It also includes process supervisor software, like SystemD, and a display server protocol, like Wayland or the X Window System. These are much lower-level programs, and for a beginner, simply knowing their existence is enough. Should you want to dive to that level, the options are there.

The front end:

This is where you will be interacting with your system 99% of the time. It includes a desktop environment. If you are not familiar with what a desktop environment is — think of the windows 11 desktop. The desktop environment is the task bar, the window bars, the desktop, everything that you interact with. Windows 11 has a different, but similar desktop environment to windows 8 and 7.

In Linux, there are lots of different desktop environments to choose from, and which one you decide on mostly comes down to personal preference, and how fast your system is. The modern desktop environments will typically be the preferred choice when system resources aren’t an issue, but which modern desktop comes down to how you like to use your system, or whether you would like to try something new.

The Primary Desktop Environments:

This is by no means an exhaustive list of the desktop environments, but basic familiarity with the following will ensure the user has used the primary technologies used to build Linux applications — GTK (typically associated with Gnome) and QT (typically associated with KDE).

Modern Desktops:

KDE Plasma 5:

The desktop windows users will find most familiar, and also my personal favorite desktop. The primary drivers of the Qt GUI software, KDE was once an extremely powerful and advanced desktop, that was plagued by a horrible default theme (oxygen was egregious, no one can convince me otherwise), and a waterfall of options and customization that made the desktop cluttered and clunky. Starting with Plasma 5 KDE rebuilt it’s entire aesthetic design from the ground up, as well as redesigned their menus to be much more user friendly. Today KDE stands as a powerful, modern, fast, and flexible desktop that provides an out of the box theme that doesn’t have to be changed, and a modern flow that is intuitive. KDE also stands as the most customizable Linux desktop, bar none. Users looking for unique desktops, and old features of the compiz window manager, such as wobbly windows and the 3D desktop will find their window manager, KWin, to fit all their needs.

━━━━━━

**Written tasks**
• 1. List every version of Windows that the passage on Linux desktops mentions.
• 2. Please return the stretch of the passage on Linux desktops that begins at the words "In Linux, there" and stops after "try something new.".

**Extracted records**
━━━━━━

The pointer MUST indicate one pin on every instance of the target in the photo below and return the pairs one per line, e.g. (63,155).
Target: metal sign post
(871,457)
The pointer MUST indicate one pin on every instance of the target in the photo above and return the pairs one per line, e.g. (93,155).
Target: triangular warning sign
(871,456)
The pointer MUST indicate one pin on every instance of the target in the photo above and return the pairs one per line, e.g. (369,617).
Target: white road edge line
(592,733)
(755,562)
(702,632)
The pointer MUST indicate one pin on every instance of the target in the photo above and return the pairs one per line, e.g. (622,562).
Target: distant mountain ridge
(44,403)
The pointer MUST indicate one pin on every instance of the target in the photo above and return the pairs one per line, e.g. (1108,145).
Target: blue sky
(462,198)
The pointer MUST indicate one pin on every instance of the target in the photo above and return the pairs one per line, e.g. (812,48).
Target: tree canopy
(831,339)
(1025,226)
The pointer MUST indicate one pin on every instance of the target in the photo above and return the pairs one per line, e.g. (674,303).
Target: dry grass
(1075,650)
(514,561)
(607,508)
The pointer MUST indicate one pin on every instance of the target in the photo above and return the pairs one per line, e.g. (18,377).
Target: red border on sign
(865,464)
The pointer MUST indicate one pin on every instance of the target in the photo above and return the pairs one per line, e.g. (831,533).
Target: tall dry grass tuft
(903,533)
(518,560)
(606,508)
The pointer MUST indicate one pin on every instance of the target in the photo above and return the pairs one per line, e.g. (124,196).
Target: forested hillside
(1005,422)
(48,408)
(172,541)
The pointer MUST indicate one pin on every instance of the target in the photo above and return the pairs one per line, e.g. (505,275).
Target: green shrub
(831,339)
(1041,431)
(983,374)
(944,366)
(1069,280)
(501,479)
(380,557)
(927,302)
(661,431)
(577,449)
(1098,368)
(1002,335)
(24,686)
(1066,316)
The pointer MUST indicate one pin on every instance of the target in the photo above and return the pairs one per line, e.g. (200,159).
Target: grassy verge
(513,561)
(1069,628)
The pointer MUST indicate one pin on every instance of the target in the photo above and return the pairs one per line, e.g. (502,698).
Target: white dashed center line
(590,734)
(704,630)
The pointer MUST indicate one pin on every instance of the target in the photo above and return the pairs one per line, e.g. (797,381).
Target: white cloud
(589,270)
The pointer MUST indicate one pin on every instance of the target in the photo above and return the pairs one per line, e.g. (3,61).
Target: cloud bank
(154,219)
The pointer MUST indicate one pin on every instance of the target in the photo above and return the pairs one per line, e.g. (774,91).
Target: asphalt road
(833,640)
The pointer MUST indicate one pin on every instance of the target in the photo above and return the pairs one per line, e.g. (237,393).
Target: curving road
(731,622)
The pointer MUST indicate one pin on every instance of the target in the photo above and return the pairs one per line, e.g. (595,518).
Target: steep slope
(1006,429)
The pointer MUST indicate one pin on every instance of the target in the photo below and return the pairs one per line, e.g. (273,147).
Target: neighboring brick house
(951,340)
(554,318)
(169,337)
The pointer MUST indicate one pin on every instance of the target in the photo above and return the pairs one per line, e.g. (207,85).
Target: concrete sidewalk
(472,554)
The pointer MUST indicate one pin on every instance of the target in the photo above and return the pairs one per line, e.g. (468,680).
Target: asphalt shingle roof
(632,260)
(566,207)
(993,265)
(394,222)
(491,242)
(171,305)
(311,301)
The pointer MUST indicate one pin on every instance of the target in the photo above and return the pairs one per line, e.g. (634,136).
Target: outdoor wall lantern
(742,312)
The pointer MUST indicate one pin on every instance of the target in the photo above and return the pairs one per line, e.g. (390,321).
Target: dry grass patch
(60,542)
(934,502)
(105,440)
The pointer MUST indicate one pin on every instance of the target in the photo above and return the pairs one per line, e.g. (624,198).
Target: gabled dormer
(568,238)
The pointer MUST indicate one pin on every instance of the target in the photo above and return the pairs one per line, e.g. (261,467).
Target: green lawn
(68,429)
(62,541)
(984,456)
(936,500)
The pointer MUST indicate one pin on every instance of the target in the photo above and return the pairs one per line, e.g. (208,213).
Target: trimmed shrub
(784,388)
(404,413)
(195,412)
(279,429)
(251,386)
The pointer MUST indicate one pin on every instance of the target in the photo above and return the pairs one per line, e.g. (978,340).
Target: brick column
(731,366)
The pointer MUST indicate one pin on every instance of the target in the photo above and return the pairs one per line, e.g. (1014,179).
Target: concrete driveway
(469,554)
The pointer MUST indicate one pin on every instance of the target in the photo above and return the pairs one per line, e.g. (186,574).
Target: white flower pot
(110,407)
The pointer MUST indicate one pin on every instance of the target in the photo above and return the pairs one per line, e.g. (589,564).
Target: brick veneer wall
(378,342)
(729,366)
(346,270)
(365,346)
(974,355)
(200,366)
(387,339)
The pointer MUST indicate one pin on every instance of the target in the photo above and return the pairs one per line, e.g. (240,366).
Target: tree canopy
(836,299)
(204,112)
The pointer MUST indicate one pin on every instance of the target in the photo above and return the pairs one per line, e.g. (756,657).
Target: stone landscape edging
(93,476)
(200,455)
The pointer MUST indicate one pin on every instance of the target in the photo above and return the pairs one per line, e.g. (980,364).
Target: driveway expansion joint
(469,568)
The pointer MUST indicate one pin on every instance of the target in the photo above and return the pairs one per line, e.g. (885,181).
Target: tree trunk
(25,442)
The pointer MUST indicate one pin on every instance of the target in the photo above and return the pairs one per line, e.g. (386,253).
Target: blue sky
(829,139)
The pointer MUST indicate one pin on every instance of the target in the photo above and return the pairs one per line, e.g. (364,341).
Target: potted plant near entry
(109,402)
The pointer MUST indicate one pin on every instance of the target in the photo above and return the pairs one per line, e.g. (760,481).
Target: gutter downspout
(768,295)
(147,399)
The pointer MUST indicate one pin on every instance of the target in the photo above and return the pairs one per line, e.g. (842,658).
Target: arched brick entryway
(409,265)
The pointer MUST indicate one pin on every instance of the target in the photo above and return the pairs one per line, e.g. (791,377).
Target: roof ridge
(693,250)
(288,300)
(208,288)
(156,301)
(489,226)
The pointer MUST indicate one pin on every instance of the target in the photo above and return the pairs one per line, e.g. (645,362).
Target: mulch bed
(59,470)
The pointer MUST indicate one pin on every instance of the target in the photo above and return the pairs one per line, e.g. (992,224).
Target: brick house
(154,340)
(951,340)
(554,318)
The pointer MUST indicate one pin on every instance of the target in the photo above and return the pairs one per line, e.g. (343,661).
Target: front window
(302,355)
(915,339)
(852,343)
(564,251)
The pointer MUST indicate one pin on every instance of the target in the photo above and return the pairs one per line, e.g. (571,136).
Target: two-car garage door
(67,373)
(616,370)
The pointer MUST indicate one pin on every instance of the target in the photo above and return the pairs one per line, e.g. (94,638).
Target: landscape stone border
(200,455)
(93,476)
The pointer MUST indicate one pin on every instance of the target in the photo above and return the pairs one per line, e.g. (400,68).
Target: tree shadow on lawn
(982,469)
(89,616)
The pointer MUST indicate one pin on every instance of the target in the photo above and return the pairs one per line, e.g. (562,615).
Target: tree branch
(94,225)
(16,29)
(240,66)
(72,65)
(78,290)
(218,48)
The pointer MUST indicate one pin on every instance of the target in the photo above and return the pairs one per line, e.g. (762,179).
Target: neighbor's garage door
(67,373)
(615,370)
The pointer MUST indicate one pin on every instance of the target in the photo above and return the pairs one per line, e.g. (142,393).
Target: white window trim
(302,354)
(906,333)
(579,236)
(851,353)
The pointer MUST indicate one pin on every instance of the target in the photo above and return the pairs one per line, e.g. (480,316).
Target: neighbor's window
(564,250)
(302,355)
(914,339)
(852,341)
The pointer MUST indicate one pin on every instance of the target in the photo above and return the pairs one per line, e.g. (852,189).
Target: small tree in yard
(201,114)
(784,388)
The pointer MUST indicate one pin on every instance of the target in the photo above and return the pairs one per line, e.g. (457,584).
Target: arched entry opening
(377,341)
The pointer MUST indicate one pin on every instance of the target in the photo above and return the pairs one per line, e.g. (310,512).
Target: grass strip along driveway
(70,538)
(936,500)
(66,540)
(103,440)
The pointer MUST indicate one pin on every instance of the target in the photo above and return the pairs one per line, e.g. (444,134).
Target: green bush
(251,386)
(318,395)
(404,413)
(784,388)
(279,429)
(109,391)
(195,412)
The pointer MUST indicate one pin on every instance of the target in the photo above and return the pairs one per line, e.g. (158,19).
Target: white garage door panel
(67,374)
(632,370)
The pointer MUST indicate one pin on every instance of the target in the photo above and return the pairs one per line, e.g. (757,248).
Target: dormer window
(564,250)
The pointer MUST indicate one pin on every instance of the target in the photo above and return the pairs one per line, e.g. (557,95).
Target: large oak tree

━━━━━━

**Answers to the exercise**
• 1. Windows 11, Windows 8, Windows 7

• 2.
In Linux, there are lots of different desktop environments to choose from, and which one you decide on mostly comes down to personal preference, and how fast your system is. The modern desktop environments will typically be the preferred choice when system resources aren’t an issue, but which modern desktop comes down to how you like to use your system, or whether you would like to try something new.